### [Work instructions]
Look for "Exercise. Point to the wet ground" in the records below, then copy that line and every line after it, exactly and with nothing added.

### [Input records]
====================
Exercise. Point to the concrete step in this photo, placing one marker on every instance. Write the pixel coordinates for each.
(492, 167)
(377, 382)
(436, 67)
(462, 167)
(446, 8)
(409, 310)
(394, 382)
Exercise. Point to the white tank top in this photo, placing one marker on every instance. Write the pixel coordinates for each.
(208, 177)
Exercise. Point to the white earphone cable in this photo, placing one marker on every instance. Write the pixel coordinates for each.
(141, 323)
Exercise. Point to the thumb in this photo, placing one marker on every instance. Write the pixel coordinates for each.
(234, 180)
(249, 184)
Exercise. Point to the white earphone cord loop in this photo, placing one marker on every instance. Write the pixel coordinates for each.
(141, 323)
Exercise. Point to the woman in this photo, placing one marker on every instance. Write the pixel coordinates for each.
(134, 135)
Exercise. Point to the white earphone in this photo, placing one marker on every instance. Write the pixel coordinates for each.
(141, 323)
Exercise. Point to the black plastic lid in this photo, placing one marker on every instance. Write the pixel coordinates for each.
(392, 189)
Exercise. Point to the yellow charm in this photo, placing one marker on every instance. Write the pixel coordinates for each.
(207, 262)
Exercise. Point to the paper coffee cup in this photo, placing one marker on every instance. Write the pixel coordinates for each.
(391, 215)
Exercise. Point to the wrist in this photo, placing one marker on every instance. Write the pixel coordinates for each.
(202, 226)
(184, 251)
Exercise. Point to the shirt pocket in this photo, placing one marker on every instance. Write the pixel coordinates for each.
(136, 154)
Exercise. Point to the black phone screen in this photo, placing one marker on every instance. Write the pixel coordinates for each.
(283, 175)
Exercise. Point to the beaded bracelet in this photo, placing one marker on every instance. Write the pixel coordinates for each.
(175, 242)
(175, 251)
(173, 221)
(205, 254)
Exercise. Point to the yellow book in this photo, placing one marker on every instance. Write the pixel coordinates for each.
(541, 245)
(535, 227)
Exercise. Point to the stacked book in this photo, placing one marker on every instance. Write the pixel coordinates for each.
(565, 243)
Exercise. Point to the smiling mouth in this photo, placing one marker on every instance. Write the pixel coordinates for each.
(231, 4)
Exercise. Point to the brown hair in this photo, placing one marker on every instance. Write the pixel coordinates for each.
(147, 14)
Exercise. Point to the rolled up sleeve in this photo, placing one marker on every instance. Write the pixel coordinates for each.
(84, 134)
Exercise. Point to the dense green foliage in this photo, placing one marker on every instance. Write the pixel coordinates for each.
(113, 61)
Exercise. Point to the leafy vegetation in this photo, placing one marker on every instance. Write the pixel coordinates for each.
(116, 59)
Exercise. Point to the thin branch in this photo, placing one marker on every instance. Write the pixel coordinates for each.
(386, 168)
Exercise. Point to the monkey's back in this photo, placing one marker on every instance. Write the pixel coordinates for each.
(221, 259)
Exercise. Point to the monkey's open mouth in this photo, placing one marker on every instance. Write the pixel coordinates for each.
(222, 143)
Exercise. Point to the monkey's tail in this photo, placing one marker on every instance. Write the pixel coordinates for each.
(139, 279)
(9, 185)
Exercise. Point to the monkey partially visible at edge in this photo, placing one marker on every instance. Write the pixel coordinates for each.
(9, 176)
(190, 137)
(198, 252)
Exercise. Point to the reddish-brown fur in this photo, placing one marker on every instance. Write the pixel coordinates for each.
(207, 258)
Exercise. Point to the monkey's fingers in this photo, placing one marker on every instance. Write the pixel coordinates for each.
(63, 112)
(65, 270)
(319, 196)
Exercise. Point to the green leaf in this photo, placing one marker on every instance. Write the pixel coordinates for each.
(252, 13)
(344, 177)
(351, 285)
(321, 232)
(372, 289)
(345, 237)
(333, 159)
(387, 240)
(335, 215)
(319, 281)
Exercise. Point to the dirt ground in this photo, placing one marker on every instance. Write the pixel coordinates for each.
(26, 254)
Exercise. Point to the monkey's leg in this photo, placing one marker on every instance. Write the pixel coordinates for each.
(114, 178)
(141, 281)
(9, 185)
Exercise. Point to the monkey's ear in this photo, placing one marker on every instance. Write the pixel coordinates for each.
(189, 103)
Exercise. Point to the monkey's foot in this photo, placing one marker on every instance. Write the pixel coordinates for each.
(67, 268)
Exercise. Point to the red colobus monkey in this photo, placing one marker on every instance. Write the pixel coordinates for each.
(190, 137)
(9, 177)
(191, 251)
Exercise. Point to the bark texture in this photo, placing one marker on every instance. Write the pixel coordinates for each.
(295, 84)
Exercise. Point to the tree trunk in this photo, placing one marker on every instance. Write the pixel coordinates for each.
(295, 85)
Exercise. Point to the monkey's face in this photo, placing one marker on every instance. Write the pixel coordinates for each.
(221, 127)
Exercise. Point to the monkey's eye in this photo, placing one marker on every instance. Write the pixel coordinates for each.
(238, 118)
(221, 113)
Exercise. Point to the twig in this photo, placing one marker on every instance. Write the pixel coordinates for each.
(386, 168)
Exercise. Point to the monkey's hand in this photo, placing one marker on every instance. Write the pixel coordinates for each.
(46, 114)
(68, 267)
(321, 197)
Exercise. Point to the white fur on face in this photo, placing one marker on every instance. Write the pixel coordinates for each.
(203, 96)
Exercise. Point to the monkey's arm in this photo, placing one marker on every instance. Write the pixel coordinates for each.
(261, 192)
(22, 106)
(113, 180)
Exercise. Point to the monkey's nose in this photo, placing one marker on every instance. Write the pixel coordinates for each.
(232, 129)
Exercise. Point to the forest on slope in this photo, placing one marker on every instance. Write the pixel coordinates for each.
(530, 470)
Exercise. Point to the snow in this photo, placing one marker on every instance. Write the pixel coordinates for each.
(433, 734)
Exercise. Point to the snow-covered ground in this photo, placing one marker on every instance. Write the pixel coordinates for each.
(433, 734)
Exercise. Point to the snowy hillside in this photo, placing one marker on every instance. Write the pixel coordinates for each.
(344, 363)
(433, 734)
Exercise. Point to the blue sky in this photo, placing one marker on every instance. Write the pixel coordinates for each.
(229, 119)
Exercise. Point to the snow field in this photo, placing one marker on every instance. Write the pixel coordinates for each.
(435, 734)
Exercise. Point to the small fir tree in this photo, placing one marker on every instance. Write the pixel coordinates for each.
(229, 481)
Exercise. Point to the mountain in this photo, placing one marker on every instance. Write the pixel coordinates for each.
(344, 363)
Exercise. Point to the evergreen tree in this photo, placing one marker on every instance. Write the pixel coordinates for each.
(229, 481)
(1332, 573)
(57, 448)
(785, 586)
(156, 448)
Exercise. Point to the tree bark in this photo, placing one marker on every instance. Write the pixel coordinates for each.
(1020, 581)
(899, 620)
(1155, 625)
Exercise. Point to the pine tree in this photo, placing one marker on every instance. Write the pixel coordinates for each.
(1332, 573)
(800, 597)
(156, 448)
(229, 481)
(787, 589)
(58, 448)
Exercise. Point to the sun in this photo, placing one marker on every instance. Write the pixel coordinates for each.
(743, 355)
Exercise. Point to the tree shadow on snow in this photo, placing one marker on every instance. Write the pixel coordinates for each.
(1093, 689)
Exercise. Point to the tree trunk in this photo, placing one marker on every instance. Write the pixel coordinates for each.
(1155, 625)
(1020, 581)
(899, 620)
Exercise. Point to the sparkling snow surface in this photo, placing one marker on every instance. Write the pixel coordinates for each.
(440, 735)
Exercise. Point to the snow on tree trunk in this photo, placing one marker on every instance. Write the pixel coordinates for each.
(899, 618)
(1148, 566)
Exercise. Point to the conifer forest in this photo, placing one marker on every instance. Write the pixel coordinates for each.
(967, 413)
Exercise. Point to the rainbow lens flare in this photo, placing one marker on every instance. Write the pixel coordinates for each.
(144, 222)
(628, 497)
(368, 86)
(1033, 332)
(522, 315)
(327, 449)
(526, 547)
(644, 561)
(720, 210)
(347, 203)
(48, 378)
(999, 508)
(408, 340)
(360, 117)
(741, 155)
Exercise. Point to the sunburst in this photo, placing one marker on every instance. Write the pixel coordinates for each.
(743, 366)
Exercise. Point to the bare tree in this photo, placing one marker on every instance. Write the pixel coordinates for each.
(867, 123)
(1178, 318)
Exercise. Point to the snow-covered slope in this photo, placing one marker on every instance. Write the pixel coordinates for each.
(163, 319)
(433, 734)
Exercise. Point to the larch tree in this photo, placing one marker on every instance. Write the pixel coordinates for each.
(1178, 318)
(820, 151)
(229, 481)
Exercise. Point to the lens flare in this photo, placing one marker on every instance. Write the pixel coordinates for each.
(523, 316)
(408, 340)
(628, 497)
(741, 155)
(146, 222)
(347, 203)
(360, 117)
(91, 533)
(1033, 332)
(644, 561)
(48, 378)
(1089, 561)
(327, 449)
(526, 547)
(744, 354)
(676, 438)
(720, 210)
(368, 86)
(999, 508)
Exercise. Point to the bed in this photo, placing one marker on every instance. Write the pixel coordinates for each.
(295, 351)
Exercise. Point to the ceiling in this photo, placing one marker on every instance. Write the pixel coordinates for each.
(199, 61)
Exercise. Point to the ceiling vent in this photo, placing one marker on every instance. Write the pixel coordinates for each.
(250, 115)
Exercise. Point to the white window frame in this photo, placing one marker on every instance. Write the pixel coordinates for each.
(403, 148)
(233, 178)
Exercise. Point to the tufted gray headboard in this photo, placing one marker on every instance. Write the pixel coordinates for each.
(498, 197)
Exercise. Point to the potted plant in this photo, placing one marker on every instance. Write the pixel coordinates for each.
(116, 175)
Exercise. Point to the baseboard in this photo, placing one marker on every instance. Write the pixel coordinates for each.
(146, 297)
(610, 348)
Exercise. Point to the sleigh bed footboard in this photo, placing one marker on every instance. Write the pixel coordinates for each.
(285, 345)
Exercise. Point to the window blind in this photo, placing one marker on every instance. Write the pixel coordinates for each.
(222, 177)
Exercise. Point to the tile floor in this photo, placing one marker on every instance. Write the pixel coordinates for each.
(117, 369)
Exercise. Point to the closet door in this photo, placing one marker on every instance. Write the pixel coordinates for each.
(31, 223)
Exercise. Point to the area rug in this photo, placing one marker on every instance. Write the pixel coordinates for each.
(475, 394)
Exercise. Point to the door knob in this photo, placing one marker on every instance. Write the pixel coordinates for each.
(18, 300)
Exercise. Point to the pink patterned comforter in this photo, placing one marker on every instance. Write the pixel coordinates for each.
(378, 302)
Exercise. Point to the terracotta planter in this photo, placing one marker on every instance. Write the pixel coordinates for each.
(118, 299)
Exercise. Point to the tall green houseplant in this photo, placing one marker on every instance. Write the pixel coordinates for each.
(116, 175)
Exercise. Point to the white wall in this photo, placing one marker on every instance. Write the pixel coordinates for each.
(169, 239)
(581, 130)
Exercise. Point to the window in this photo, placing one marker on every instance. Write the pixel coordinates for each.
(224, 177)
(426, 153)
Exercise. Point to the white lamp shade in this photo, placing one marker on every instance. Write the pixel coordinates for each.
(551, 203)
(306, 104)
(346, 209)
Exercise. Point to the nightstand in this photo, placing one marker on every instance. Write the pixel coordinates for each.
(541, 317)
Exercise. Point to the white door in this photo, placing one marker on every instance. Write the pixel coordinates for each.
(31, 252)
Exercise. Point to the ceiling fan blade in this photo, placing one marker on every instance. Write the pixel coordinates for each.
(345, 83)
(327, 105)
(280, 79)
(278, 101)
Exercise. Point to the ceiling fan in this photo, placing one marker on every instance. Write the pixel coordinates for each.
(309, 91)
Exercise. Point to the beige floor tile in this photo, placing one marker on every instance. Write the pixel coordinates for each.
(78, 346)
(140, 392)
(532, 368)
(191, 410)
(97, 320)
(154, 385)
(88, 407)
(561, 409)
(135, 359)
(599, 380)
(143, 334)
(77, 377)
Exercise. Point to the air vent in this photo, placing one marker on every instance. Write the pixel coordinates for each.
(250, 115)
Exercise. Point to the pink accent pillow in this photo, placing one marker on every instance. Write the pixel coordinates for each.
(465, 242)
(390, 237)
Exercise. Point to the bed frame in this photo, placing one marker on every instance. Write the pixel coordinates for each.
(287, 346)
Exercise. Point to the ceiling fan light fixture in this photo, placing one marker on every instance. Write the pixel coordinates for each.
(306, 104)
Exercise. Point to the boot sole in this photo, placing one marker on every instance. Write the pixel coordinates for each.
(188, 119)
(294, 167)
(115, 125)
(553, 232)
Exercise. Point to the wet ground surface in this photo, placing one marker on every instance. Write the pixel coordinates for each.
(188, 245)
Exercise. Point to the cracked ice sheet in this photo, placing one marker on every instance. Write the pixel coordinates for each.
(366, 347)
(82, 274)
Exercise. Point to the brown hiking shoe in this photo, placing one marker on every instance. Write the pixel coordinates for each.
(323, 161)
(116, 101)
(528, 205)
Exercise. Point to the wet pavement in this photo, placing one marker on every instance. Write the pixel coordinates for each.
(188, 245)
====================
### [Task answer]
Exercise. Point to the wet ground surface in this photo, placing one marker on every instance. Write the pixel coordinates for each.
(188, 245)
Exercise. Point to the cracked ice sheet in this photo, placing one marker on every instance. Write the pixel coordinates for each.
(366, 347)
(82, 274)
Exercise. Point to the brown hiking shoe in this photo, placing one marker on every instance. Write the pixel coordinates for each.
(323, 161)
(116, 101)
(528, 205)
Exercise. Point to the wet pavement in this photo, placing one marker on every instance. Write the pixel coordinates for each.
(188, 245)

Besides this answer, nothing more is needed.